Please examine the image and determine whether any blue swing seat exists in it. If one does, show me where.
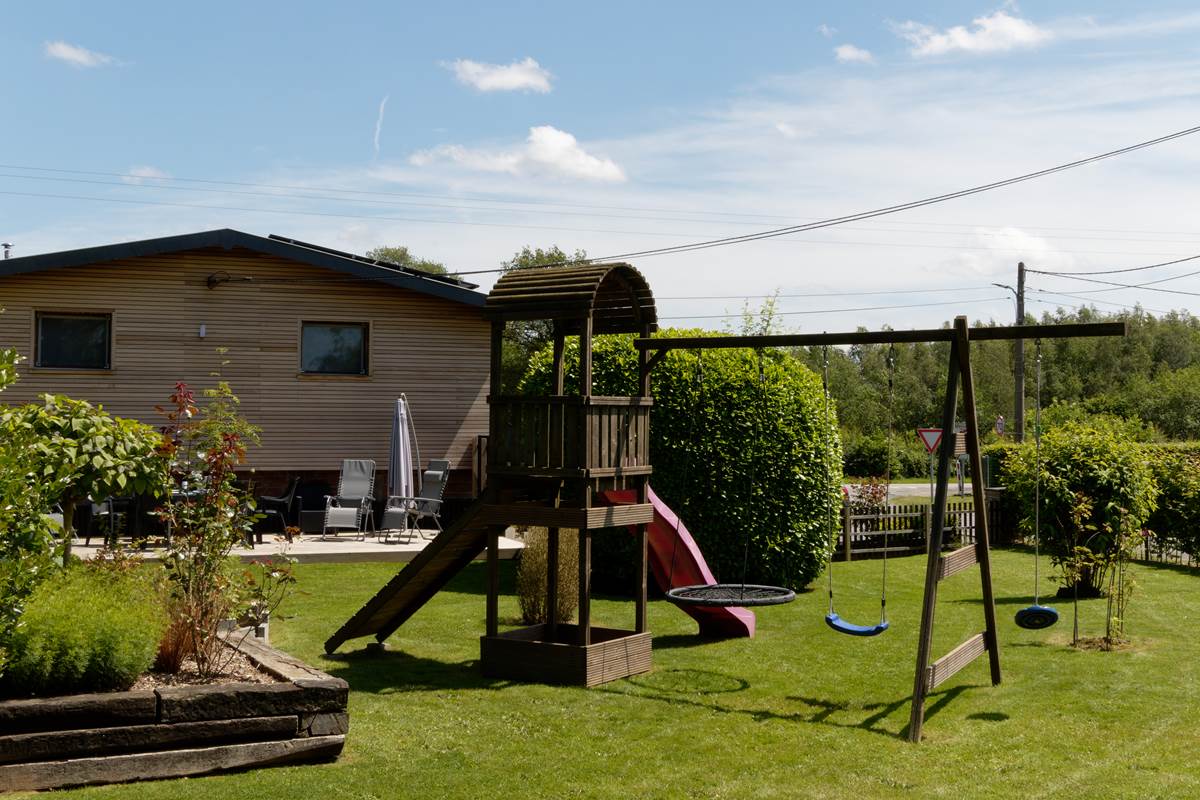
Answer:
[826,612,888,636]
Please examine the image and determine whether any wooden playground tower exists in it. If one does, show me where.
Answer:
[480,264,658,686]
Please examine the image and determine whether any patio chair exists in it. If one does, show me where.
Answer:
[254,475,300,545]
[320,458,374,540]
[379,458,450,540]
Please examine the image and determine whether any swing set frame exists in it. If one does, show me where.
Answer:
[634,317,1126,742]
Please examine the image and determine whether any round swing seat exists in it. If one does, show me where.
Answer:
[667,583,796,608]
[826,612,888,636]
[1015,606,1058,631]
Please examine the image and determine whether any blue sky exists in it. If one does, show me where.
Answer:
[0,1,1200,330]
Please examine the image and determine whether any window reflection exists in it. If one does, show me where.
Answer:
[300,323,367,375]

....................

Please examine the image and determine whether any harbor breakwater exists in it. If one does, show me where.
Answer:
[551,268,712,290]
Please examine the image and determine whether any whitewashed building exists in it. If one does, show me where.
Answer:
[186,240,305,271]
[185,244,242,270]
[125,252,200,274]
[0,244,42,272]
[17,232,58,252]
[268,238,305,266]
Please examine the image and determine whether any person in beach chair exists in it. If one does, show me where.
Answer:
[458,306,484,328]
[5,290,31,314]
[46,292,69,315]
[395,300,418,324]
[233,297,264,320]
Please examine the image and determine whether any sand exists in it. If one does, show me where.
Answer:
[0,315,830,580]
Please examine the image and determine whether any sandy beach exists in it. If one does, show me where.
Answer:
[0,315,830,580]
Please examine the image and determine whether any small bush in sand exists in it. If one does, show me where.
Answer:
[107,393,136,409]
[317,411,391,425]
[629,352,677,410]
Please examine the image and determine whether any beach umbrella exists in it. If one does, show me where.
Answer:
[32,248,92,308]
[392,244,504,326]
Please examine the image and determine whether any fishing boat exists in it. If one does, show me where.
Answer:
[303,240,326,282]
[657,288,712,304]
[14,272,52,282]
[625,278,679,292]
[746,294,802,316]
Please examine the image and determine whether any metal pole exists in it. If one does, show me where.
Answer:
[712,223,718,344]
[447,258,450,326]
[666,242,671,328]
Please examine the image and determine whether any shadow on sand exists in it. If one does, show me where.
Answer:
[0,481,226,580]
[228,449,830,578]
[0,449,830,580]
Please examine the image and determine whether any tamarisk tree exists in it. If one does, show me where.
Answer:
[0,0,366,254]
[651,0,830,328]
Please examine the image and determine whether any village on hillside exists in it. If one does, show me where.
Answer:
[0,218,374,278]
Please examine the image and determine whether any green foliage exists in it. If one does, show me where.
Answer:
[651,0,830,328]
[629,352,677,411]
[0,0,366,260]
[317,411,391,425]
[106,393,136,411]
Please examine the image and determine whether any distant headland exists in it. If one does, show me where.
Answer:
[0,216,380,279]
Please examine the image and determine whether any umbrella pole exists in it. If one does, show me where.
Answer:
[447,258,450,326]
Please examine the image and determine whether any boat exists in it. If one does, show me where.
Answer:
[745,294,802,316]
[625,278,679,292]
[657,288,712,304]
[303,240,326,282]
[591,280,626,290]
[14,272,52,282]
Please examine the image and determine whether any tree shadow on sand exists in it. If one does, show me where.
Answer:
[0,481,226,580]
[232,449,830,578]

....................

Do this:
Count the lines of the records that contain the string "umbrella", and give only the number.

Answer below:
2